**WORK INSTRUCTIONS**
Please reproduce the stretch of the listing from the line containing "Pass-network tagging: label the wildflower" through the line containing "[(117, 154), (223, 159)]", switching "dot" to "marker" and leaving everything else unchanged.

**DATA ROWS**
------------------------------------
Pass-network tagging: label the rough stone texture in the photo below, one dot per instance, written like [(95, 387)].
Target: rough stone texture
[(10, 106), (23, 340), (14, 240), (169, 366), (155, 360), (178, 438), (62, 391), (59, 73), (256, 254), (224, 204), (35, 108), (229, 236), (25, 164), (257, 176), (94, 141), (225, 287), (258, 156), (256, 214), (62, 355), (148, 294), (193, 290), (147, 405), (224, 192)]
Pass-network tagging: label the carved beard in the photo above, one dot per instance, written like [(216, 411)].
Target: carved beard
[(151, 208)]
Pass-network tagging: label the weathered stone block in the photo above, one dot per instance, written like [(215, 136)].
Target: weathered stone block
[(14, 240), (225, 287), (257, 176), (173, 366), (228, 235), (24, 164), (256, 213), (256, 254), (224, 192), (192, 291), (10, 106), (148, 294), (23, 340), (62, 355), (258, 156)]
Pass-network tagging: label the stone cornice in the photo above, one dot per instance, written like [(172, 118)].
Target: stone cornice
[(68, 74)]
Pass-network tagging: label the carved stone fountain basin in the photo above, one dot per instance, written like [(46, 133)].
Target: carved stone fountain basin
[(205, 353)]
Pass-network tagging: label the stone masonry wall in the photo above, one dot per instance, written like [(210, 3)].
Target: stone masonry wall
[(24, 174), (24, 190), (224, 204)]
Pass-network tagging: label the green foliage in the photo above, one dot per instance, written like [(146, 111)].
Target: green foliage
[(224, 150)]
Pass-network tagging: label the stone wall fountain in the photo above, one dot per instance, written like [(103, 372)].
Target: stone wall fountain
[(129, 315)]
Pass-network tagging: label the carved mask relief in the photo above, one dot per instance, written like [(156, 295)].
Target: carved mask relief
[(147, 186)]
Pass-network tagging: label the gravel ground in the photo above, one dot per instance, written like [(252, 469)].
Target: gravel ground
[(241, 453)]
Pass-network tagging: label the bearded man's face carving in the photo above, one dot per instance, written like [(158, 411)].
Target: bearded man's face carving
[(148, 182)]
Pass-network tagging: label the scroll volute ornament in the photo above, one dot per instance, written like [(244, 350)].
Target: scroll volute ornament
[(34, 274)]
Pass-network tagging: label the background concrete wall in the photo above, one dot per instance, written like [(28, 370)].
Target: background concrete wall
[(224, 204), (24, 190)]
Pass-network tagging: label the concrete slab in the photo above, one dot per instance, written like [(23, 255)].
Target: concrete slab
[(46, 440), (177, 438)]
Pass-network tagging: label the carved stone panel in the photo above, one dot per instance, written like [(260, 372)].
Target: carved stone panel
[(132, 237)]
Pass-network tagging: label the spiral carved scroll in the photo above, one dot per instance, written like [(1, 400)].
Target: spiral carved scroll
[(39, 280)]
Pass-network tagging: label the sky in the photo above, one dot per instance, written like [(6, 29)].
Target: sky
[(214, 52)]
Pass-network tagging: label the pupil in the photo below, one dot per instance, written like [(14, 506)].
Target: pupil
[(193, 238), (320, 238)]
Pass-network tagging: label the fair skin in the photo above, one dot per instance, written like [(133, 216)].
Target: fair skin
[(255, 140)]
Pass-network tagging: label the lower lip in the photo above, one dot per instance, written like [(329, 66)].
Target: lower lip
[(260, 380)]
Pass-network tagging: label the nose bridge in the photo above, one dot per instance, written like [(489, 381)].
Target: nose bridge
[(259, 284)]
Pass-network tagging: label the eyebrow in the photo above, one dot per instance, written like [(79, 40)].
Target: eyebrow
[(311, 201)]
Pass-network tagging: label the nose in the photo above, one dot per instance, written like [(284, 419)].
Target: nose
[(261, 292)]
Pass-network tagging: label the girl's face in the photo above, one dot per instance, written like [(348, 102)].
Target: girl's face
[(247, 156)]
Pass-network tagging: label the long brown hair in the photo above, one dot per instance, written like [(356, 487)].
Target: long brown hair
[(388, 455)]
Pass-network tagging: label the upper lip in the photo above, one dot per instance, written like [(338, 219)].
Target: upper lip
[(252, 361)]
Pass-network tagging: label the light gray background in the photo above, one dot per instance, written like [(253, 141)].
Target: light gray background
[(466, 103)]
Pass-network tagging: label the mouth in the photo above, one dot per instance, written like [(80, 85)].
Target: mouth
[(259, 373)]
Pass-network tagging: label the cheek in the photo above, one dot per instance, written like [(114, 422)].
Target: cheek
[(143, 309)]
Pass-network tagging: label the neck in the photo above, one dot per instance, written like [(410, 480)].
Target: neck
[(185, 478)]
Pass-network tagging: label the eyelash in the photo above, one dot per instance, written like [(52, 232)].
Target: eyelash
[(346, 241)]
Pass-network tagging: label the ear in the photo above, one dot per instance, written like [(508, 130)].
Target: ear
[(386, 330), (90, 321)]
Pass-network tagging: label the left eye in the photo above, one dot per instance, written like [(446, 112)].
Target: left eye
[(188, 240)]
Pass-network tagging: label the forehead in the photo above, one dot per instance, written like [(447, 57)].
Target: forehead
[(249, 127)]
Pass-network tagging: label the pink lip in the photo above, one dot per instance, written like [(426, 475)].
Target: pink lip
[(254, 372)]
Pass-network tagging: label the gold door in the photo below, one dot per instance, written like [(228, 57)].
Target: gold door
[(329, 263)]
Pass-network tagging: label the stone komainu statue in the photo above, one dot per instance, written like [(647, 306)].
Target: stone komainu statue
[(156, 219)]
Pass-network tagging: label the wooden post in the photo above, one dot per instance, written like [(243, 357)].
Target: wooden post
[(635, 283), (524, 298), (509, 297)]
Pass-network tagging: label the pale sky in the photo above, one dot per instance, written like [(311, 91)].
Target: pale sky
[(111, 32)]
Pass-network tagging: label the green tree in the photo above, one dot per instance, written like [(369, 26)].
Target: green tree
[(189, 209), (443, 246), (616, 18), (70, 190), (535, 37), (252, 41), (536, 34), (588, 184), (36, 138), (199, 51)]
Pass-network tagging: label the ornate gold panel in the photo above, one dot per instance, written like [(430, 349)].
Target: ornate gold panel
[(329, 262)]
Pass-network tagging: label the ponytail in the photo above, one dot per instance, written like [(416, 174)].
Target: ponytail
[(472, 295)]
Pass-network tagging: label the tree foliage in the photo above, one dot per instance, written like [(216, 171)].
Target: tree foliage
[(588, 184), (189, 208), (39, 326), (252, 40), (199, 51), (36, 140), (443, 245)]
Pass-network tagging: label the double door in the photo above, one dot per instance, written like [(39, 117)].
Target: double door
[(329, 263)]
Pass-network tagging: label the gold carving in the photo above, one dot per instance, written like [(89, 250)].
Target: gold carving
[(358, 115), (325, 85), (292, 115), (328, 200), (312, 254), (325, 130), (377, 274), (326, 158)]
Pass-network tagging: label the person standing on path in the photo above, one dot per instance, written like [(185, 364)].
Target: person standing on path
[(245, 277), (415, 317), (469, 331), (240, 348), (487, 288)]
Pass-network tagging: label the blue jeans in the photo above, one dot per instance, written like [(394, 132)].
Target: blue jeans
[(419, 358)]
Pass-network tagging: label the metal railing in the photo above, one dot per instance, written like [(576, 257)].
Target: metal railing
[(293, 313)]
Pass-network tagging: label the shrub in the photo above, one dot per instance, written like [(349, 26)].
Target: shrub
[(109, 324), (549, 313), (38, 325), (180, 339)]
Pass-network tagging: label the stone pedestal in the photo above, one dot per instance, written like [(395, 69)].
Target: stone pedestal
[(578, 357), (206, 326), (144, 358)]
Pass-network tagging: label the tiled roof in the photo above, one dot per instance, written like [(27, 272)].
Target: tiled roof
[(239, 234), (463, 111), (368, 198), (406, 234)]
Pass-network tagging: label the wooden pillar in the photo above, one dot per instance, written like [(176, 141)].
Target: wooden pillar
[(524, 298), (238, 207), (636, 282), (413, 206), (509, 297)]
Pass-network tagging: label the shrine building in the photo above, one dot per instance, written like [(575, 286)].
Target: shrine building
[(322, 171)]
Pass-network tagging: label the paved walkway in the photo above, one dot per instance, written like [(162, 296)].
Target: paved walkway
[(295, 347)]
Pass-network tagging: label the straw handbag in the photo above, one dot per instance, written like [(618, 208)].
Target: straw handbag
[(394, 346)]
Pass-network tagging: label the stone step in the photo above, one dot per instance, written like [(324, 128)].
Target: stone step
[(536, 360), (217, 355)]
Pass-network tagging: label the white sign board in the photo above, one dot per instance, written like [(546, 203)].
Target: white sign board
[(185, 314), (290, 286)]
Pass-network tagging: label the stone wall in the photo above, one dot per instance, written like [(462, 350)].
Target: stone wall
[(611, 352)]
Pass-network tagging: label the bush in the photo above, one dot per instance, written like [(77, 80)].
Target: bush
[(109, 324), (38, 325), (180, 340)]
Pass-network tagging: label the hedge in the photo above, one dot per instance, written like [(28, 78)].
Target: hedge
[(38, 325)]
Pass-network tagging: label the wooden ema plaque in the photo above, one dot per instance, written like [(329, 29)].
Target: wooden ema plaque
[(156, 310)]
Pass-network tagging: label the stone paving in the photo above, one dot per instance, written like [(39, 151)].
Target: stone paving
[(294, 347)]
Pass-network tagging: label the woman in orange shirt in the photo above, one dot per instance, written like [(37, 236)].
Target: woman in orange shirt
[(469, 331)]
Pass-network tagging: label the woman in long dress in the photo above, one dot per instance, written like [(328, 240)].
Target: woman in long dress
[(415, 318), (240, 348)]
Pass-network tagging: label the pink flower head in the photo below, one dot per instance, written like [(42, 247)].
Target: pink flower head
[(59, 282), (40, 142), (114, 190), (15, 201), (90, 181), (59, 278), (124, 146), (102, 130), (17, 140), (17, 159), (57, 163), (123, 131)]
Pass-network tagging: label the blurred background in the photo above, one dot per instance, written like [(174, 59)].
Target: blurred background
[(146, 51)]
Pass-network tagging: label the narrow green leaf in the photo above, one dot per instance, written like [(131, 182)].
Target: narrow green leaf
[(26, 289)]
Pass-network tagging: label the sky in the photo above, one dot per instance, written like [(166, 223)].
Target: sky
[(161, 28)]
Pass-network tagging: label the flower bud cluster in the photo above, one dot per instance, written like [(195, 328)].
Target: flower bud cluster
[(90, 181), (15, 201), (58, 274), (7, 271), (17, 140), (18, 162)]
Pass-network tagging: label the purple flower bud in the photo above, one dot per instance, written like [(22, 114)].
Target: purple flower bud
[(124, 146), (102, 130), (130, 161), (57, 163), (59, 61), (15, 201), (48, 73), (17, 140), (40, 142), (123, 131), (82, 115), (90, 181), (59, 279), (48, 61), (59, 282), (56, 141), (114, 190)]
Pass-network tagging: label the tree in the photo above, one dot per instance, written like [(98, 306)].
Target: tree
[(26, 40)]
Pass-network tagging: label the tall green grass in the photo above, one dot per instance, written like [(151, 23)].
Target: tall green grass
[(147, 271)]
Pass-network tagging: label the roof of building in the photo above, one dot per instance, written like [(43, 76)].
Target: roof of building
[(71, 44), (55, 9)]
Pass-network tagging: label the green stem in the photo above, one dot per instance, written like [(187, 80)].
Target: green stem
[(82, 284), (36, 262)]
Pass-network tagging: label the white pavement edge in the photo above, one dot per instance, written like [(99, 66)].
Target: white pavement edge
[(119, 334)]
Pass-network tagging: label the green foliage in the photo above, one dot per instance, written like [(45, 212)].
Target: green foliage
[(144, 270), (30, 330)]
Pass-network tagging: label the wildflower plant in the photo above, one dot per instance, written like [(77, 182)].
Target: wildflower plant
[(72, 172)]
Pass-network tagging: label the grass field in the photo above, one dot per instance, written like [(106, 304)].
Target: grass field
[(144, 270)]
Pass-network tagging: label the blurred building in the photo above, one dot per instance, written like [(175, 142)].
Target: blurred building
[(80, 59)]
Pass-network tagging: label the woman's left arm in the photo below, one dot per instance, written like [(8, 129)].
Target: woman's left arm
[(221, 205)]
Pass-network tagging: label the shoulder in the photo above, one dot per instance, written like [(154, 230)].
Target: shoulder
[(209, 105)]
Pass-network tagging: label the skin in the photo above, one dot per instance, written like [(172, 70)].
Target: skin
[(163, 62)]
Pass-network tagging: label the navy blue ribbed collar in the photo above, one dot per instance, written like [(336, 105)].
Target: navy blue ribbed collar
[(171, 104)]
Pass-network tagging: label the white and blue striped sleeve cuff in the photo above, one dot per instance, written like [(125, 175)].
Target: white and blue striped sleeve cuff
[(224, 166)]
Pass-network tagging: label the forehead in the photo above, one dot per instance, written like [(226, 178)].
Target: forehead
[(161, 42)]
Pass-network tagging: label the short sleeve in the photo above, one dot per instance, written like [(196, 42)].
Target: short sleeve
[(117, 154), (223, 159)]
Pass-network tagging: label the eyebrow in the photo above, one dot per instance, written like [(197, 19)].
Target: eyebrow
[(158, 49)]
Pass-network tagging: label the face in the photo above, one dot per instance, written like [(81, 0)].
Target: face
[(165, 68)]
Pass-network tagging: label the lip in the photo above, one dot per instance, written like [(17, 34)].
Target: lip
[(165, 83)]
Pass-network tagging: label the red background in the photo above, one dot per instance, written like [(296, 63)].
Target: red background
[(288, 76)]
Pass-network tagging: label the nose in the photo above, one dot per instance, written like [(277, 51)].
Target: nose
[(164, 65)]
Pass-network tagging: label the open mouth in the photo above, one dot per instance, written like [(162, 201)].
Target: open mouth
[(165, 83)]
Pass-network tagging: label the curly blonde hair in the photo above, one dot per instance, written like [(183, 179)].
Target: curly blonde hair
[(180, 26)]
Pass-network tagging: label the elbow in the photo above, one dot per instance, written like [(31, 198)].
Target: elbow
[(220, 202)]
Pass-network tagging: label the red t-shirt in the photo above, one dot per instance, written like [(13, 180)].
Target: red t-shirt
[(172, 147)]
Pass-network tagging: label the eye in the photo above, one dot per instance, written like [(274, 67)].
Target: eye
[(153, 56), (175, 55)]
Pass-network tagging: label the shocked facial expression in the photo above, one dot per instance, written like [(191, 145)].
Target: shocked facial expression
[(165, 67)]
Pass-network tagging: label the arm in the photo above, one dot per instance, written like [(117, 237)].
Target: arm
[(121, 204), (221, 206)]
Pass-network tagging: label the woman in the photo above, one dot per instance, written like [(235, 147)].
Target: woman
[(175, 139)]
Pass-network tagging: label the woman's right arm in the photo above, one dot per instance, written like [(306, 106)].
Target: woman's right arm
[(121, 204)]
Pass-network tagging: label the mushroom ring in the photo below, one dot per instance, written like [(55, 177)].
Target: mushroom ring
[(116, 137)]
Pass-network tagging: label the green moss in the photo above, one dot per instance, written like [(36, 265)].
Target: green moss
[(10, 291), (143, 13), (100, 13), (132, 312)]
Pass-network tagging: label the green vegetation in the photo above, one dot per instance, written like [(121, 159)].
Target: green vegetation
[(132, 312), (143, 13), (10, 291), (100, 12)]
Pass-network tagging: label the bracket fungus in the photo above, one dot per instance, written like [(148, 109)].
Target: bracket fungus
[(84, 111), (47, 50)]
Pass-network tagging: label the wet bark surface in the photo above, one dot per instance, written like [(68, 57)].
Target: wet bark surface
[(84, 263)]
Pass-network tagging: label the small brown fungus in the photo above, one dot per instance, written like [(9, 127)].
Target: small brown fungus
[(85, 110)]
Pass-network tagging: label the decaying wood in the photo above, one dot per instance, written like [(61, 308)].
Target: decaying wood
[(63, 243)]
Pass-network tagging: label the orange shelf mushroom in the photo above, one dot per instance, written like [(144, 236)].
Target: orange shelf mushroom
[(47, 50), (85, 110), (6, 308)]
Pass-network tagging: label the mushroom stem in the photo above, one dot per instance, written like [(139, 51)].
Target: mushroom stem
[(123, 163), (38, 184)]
------------------------------------
**OUTPUT**
Pass-network tagging: label the wildflower plant in the photo above, one marker per instance, written like [(77, 182)].
Target: wildflower plant
[(72, 172)]
Pass-network tagging: label the grass field in the photo above, one marker per instance, written like [(106, 304)].
Target: grass field
[(144, 270)]
Pass-network tagging: label the blurred building in the photo above, one marker per instance, written like [(175, 142)].
Target: blurred building
[(80, 59)]
Pass-network tagging: label the woman's left arm in the photo below, one marker per instance, written like [(8, 129)].
Target: woman's left arm
[(221, 205)]
Pass-network tagging: label the shoulder in the photo above, one marker per instance, written like [(154, 230)].
Target: shoulder
[(209, 105)]
Pass-network tagging: label the skin in the photo above, one marker per instance, written like [(172, 70)].
Target: skin
[(163, 62)]
Pass-network tagging: label the navy blue ribbed collar in the photo above, one marker per instance, written like [(336, 105)].
Target: navy blue ribbed collar
[(171, 104)]
Pass-network tagging: label the white and blue striped sleeve cuff in the photo above, one marker per instance, written like [(125, 175)].
Target: white and blue striped sleeve cuff
[(224, 166)]
Pass-network tagging: label the forehead in the photo above, one marker per instance, written like [(226, 178)].
Target: forehead
[(161, 42)]
Pass-network tagging: label the short sleeve in the photo above, one marker per instance, written like [(196, 42)].
Target: short sleeve
[(117, 154), (223, 159)]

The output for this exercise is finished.